Reading text —
:::::
Correlations between estimated values based on the word association data and human ratings for valence, arousal, dominance, AoA, and concreteness. Values of k are 1 to 50, 60, 70, 80, 90, and 100.

Table 3

Highest correlations (r), 95% confidence intervals (95% CI), sample size (N) for each variable using k-NN with their respective value of k (k). All cross-validation correlations use the leave-one-out principle.

	N	r	95% CI	k

Valence	8770	.86	(.86–.87)	24
Arousal	8770	.69	(.68–.70)	44
Dominance	8770	.75	(.74–.76)	25
AoA	10032	.59	(.58–.61)	26
Concreteness	10957	.87	(.86–.87)	8

Correlations between estimated values based on the word association data and human ratings for valence, arousal, dominance, AoA, and concreteness. Values of k are 1 to 50, 60, 70, 80, 90, and 100. Highest correlations (r), 95% confidence intervals (95% CI), sample size (N) for each variable using k-NN with their respective value of k (k). All cross-validation correlations use the leave-one-out principle. The best predictions for concreteness were obtained with k = 8, which resulted in a correlation with the human concreteness ratings of .87 (see Table 3). This was the same as the .87 correlation using Dutch data in Study 1, even when taking reliability into account. The Spearman-Brown corrected split-half correlations for concreteness in Study 1 fell in between .91 and .93 (5 lists of ca. 6,000 words), the correlation between the ratings of the overlapping words in Brysbaert, Warriner, et al. (2014) and the MRC database. (Coltheart, 1981) was .92. The predicted ratings for AoA had the lowest correlation with human ratings amongst the variables tested: .59 (k = 26). This was considerably lower than the .71 from Study 1, even after correcting for attenuation (.62 vs. .72). Parts 2a and 2b. In order to compare our association-based approach to the text-based approach in Bestgen and Vincze (2012) and Recchia and Louwerse (2015), two additional analyses were conducted. The first analysis, comparing the association-based results with the findings of Bestgen and Vincze, is shown in Table 4. The correlations obtained based on the association data were considerably higher than those reported by Bestgen and Vincze (.71, .56, and .60 for valence, arousal, and dominance). All differences were significant (p < .001) using the Fisher’s z test for significance (Fisher, 1925).
:::::
[Stored data]

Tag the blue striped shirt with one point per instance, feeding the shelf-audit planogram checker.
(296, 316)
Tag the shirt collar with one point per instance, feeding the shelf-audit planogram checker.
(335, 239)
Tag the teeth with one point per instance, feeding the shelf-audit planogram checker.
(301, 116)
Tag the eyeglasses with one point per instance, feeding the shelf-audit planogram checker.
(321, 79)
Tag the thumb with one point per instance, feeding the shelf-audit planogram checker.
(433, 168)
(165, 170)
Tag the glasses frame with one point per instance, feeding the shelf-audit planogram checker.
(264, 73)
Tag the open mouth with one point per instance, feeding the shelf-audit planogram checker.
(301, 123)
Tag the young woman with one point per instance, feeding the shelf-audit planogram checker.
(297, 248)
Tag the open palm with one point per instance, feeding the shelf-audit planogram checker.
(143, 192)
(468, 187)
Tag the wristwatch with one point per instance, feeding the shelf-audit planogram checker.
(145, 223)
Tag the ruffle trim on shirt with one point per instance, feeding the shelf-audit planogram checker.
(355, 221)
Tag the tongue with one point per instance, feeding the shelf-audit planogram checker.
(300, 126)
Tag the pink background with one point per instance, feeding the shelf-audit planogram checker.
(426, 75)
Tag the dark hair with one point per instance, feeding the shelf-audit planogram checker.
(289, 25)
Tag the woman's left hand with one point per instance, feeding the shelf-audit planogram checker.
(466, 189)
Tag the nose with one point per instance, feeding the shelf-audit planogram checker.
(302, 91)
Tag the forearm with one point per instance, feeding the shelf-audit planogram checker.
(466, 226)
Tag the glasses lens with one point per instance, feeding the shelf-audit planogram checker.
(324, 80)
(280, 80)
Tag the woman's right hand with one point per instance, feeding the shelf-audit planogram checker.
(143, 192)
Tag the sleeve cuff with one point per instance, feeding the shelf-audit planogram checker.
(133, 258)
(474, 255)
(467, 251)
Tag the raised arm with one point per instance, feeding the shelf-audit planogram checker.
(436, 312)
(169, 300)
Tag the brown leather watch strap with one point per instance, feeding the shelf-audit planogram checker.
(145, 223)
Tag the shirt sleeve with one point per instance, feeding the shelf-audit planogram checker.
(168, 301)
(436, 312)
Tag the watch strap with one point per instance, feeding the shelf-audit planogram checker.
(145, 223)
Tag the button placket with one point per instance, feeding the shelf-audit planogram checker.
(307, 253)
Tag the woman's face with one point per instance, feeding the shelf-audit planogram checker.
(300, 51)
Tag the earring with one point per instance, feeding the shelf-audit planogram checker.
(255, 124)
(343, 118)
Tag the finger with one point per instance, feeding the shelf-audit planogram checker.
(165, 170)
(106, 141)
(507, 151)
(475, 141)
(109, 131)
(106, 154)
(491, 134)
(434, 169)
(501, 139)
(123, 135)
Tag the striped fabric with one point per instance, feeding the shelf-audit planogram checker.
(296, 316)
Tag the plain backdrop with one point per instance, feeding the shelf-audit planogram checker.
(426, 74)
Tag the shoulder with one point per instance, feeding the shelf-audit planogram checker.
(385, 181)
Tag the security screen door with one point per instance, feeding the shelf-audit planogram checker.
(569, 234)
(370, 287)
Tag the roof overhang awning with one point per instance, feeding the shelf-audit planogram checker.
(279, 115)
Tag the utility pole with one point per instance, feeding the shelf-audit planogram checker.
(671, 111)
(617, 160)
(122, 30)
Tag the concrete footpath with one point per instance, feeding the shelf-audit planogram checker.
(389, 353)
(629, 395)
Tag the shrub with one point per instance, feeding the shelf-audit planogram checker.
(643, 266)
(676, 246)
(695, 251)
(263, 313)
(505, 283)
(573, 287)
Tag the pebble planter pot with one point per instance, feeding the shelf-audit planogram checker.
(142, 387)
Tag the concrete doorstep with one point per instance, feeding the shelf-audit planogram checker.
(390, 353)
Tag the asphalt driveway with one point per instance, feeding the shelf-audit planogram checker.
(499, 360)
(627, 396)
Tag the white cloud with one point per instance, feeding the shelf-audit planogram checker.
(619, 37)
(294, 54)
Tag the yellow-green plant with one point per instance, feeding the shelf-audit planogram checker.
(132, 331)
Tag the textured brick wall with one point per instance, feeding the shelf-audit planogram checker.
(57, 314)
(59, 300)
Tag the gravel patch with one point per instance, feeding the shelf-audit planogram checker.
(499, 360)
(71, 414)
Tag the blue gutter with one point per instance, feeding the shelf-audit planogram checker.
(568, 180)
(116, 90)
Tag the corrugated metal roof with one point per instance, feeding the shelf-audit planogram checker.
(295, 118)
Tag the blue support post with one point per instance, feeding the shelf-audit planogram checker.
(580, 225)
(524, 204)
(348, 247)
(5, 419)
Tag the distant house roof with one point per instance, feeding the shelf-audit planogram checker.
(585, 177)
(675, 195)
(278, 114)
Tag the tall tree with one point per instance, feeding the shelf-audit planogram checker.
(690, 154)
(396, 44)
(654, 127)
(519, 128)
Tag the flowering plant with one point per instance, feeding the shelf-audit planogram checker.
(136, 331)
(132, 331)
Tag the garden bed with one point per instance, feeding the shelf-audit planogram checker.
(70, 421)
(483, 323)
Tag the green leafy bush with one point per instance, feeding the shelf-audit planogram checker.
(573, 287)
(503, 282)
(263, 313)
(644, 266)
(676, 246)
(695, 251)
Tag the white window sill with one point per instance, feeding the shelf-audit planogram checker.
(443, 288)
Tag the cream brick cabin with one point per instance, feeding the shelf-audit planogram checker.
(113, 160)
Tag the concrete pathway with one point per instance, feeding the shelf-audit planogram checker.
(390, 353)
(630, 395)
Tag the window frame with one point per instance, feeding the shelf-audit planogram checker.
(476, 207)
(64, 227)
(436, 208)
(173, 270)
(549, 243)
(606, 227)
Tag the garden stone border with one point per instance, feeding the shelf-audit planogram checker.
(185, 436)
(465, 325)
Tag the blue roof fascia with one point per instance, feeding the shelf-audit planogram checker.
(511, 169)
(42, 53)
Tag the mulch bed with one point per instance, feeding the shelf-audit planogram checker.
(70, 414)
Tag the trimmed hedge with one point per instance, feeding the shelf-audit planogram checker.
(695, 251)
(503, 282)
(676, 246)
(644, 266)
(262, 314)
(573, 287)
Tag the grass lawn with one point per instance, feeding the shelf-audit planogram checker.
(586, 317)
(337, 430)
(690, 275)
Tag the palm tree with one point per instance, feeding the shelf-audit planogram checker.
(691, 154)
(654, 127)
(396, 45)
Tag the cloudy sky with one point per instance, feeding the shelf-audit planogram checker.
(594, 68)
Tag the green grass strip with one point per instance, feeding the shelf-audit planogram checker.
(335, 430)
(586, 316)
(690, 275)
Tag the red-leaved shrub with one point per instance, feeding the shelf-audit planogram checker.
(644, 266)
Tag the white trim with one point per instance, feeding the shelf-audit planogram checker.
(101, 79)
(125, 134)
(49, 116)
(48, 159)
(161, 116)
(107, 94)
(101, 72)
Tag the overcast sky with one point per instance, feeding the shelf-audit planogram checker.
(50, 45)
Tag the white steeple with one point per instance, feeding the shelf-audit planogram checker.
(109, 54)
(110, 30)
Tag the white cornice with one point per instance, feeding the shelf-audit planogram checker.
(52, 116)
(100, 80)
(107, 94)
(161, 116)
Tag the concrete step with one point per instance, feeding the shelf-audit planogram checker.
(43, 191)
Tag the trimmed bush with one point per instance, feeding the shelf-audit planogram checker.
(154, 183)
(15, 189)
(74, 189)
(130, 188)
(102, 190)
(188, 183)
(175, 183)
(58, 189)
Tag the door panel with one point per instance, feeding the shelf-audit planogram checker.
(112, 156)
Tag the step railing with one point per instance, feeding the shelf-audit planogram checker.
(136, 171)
:::::
Your objective —
Please continue the passage on estimating word ratings with k-NN, picking up after its final sentence.

Answer box —
Table 4

	N	i	95% CI	k

Valence	946	.92	(.91–.93)	11
Arousal	946	.74	(.71–.77)	10
Dominance	946	.83	(.81–.85)	10

Highest correlations (r), 95% confidence intervals (95% CI), sample size (N) for each variable using k-NN with their respective value of k (k), for the ANEW (Bradley & Lang, 1999) norms. All cross-validation correlations use the leave-one-out principle. The second analysis compared the association model with the text-based one of Recchia and Louwerse (2015). The obtained correlations with the human ratings are shown in the second column of Table 5. The analysis was very similar to the one from Recchia and Louwerse (2015), with our test set being slightly smaller and our training set being considerably smaller. Recchia and Louwerse report correlations with human ratings of about .74, .57, and .62 for valence, arousal, and dominance. In this second analysis as well, we find that the values obtained with the association data are significantly (p < .001) higher.

Table 5

	N	r	95% CI	k

Valence	2156	.89	(.88–.89)	13
Arousal	2156	.71	(.68–.73)	24
Dominance	2156	.76	(.74–.77)	23

Highest correlations (r), 95% confidence intervals (95% CI), sample size (N) for each variable using k-NN with their respective value of k (k). Data is trained on the Warriner et al. (2013) norms, and tested with the ANEW (Bradley & Lang, 2017) norms. To summarize, Study 2 replicates the findings of Study 1 using English instead of Dutch data. Valence, arousal, dominance, and concreteness, and to a lesser extent AoA, were predicted accurately, allowing us to again conclude that these variables are well embedded in a semantic model based on word associations. The correlations we obtained for the affective variables, making use of solely a pairwise similarity measure and a simple k-NN approach, are the highest reported in the literature to our knowledge.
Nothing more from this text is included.